## Data excerpts:
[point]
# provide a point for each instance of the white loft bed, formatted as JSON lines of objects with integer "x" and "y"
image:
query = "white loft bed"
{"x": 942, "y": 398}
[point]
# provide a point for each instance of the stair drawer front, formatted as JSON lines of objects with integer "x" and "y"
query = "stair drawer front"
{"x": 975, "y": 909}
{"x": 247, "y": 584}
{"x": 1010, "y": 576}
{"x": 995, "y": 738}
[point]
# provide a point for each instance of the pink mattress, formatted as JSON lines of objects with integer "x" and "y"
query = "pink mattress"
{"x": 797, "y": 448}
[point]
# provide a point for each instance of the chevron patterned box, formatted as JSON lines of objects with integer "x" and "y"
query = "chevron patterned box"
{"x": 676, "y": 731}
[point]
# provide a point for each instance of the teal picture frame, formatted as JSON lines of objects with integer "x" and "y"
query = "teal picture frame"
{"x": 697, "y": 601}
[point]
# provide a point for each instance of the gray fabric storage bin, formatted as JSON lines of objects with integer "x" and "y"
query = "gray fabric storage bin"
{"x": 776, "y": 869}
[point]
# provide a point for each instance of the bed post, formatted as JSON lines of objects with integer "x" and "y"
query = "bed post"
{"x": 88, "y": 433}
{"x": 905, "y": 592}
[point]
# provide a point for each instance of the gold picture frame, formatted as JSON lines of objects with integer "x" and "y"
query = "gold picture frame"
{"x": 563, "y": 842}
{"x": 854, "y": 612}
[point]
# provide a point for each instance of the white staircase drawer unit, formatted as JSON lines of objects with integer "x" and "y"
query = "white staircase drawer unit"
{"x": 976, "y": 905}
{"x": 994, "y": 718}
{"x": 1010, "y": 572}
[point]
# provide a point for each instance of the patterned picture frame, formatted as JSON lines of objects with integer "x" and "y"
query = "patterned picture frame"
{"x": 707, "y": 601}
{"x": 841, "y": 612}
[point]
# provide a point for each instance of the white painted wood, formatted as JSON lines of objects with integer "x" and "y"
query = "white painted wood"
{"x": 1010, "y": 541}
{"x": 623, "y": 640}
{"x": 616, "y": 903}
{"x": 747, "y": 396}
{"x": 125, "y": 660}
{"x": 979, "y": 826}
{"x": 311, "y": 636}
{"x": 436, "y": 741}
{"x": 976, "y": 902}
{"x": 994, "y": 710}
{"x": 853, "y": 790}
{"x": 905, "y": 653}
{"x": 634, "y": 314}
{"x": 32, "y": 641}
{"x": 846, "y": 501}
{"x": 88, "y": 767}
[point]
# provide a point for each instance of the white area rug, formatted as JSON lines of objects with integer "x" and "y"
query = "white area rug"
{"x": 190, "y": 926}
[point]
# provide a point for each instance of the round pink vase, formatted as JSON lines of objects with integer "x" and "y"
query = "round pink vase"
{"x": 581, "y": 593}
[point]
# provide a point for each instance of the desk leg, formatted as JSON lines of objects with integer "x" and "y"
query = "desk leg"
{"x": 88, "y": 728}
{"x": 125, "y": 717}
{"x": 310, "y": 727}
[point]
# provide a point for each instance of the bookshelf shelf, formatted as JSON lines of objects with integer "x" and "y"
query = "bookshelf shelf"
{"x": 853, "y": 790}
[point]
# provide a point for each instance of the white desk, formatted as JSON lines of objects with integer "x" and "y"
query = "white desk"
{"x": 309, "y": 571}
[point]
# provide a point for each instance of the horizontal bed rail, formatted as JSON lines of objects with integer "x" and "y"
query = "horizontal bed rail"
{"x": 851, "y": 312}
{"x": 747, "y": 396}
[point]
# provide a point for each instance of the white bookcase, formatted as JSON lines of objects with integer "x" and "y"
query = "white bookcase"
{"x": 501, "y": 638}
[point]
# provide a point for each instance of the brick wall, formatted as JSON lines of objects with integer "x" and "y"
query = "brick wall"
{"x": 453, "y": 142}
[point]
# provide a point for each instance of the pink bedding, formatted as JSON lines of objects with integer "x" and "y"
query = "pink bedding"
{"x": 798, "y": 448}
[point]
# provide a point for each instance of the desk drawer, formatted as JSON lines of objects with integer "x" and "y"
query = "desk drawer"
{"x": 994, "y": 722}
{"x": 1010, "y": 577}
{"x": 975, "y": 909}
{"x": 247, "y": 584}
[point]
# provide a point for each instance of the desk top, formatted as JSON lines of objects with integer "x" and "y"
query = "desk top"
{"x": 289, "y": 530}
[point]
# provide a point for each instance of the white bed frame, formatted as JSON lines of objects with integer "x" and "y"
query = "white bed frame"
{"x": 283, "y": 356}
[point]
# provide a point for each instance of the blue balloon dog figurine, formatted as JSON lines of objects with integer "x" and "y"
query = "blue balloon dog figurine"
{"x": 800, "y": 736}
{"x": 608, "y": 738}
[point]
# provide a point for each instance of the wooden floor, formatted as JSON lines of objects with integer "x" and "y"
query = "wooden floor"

## Assignment:
Search the entries for "wooden" and copy each matching line.

## Response area:
# provide a point for each instance of the wooden floor, formatted as JSON lines of objects with integer "x" and "y"
query = "wooden floor"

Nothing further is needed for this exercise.